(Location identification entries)

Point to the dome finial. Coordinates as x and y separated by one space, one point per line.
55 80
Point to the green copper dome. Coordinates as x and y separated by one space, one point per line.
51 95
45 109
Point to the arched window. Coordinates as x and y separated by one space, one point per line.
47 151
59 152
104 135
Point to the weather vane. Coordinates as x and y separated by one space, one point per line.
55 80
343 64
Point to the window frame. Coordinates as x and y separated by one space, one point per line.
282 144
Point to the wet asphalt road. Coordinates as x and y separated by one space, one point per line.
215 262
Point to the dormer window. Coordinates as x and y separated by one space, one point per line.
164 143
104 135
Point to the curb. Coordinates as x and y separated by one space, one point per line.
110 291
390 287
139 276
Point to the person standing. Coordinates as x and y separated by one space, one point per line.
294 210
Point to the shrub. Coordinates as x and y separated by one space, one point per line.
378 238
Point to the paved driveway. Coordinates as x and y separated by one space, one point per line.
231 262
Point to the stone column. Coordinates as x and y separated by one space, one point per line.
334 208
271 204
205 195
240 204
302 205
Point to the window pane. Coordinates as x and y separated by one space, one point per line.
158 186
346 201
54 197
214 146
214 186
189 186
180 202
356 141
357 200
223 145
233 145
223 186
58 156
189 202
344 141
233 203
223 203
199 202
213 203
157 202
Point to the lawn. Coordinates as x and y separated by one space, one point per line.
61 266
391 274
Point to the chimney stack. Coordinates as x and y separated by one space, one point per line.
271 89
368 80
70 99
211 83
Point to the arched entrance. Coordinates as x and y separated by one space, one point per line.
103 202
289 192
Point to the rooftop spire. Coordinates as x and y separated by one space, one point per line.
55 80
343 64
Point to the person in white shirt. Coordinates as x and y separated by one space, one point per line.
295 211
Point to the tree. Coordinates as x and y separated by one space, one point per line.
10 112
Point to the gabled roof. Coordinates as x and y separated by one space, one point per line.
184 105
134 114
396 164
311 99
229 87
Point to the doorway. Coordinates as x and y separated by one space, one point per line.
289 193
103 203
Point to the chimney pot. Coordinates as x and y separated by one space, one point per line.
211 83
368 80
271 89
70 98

YOUR INSTRUCTIONS:
Give every entry above as a two-column CSV with the headers instruction and answer, one row per entry. Put the instruction text and the answer each in one quoted field, with line breaks turned into spaces.

RESPONSE TO THIS EXERCISE:
instruction,answer
"Point to the dome finial. Coordinates as x and y separated by one space, one point per line.","55 80"
"Point to the green copper dome. Coordinates as x and y separated by one space, one point per line.","51 95 45 109"
"Point to the arched window. Coordinates as x and y separated by one space, one point per line.","47 151 59 152 104 135"
"Point to the weather vane. Coordinates as x and y separated by one space, one point per line.","55 80 343 64"
"Point to the window frame. Coordinates as x and y separated by one space, one point per line.","282 144"
"Point to the wet asphalt road. Coordinates as x and y separated by one space, one point per line.","215 262"
"Point to the dormer window. Coordinates as x and y separated by one space, one point per line.","164 143 104 135"
"Point to the curb. Coordinates as x and y separated by one space, one point per line.","110 291 390 287 139 276"
"Point to the person standing. Coordinates as x and y separated by one space, one point per line.","294 210"
"Point to the shrub. Coordinates as x and y separated by one space, one point per line.","378 238"
"Point to the paved driveway. Coordinates as x and y separated by one space, one point per line.","231 262"
"Point to the stone column. Coordinates as x and y separated by one space, one point per line.","334 208 271 204 205 195 240 204 302 205"
"Point to the window pane. Coordinates as x and y separated by one space, one point per line.","158 186 346 201 54 197 214 146 214 186 189 186 180 202 356 141 357 200 223 145 233 145 223 186 58 156 189 202 344 141 233 203 223 203 199 202 213 203 157 202"
"Point to the lawn. Coordinates as x and y separated by one space, one point per line.","61 266 391 274"
"Point to the chimney stack. Coordinates as x and y separated by one space, one point per line.","271 89 368 80 70 99 211 83"
"Point to the arched entrance. Coordinates as x and y separated by one space, one point per line.","103 202 289 192"
"Point to the rooftop spire. Coordinates as x and y separated by one space, one point per line.","55 80 343 64"
"Point to the person in white shirt. Coordinates as x and y separated by one space, one point per line.","295 211"
"Point to the tree. Coordinates as x and y separated by one space, one point per line.","10 112"
"Point to the gabled roof. Coordinates as x and y separated by one space, one point per line.","184 105 134 114 396 164 311 99 229 87"
"Point to the doorway. Coordinates as x and y separated by one space, one point per line.","289 193 103 203"
"Point to the chimney pot. Coordinates as x and y separated by one space, one point per line.","211 83 368 80 271 89 70 98"